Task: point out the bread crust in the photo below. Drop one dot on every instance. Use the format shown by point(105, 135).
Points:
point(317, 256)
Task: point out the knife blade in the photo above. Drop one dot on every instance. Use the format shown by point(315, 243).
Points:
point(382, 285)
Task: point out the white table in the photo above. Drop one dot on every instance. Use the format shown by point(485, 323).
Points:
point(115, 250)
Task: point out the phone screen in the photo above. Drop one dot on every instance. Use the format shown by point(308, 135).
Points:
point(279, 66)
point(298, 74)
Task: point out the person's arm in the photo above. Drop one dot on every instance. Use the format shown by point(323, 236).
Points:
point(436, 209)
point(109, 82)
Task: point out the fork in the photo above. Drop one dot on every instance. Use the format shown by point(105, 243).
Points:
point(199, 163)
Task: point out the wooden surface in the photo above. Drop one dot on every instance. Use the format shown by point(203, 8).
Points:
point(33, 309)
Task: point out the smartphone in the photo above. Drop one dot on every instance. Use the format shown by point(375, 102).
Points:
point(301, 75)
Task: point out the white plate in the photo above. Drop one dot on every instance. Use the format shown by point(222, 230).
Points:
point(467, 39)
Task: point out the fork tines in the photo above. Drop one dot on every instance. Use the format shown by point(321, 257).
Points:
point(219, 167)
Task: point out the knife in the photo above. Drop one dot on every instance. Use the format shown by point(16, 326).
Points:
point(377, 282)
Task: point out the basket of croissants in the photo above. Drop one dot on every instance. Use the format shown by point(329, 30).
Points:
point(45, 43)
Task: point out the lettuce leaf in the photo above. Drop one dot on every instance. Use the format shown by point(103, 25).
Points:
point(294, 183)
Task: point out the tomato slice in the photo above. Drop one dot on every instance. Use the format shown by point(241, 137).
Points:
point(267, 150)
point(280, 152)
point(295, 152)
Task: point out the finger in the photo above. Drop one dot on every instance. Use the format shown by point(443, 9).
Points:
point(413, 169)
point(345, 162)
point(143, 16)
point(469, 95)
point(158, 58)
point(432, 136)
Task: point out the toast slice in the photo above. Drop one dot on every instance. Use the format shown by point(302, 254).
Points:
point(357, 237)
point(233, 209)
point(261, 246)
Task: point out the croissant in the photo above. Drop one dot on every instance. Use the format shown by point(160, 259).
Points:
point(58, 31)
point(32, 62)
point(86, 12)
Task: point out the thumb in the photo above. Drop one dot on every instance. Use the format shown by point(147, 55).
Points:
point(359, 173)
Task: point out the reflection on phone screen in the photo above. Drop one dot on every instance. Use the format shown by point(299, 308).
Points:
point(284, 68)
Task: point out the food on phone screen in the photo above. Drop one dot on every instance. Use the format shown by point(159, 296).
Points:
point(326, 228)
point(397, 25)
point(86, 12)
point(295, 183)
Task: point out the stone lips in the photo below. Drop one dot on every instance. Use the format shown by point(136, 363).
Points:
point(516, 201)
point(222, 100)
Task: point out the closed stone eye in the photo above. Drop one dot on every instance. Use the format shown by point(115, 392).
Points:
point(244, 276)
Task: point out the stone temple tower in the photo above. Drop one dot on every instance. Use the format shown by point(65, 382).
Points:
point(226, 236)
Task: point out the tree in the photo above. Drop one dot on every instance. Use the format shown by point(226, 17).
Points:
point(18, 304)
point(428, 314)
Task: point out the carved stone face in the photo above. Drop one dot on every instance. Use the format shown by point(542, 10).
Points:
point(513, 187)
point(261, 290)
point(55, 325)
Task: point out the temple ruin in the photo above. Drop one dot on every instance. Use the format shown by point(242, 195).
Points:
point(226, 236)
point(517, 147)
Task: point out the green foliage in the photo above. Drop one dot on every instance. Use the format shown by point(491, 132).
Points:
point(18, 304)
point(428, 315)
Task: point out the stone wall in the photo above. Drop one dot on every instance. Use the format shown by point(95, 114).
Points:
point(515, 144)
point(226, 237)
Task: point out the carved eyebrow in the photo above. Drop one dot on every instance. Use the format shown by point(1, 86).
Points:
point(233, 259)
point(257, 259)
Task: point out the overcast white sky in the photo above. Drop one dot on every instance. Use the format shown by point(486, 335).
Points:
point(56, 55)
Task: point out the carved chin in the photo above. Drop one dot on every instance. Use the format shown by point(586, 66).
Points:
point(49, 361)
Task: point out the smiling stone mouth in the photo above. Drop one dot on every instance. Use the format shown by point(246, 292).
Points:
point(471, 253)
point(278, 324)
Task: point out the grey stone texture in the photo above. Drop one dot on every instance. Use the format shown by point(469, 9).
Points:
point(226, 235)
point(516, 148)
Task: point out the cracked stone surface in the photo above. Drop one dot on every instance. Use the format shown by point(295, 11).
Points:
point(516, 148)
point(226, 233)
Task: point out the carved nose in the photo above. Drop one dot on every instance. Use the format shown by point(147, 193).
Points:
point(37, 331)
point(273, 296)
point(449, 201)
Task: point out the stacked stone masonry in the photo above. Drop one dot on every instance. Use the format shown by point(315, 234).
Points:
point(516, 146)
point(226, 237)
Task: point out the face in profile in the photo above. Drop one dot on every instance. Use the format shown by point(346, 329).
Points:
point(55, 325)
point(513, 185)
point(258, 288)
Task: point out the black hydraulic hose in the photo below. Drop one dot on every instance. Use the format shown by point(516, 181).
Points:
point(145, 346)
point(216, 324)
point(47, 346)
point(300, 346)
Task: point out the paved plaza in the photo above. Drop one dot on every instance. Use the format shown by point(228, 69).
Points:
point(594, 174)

# # # # # # #

Exercise task: Quote every line of the data above, exactly as it appears, from the line containing "Task: point out the knife blade" down through the line containing "point(467, 39)", both included.

Reply to the exercise:
Task: point out the knife blade in the photo above. Drop one dot on every instance. Use the format shown by point(315, 243).
Points:
point(382, 285)
Task: point out the white table in the photo above. Drop one dot on every instance. Use the format shown by point(485, 323).
Points:
point(115, 250)
Task: point out the phone screen in the photo above. Drop one dot on every instance. Use the format shown by point(308, 135).
Points:
point(279, 66)
point(298, 74)
Task: point out the person's arm in the photo above. Drop one dot on every instance. Use the format shown by point(323, 236).
Points:
point(436, 209)
point(109, 82)
Task: point out the fork in the photo above. Drop one dot on every instance. Use the format shown by point(105, 243).
Points:
point(199, 163)
Task: point out the wooden surface in the photo above. Drop one dot on every instance. Use the format shown by point(203, 8).
Points:
point(33, 309)
Task: point out the smartphone in the photo above. Drop one dot on every instance. Use the format shown by point(375, 102).
Points:
point(301, 75)
Task: point out the white plate in the photo above. Drop one dot on every instance. Use the format shown by point(222, 230).
Points:
point(467, 39)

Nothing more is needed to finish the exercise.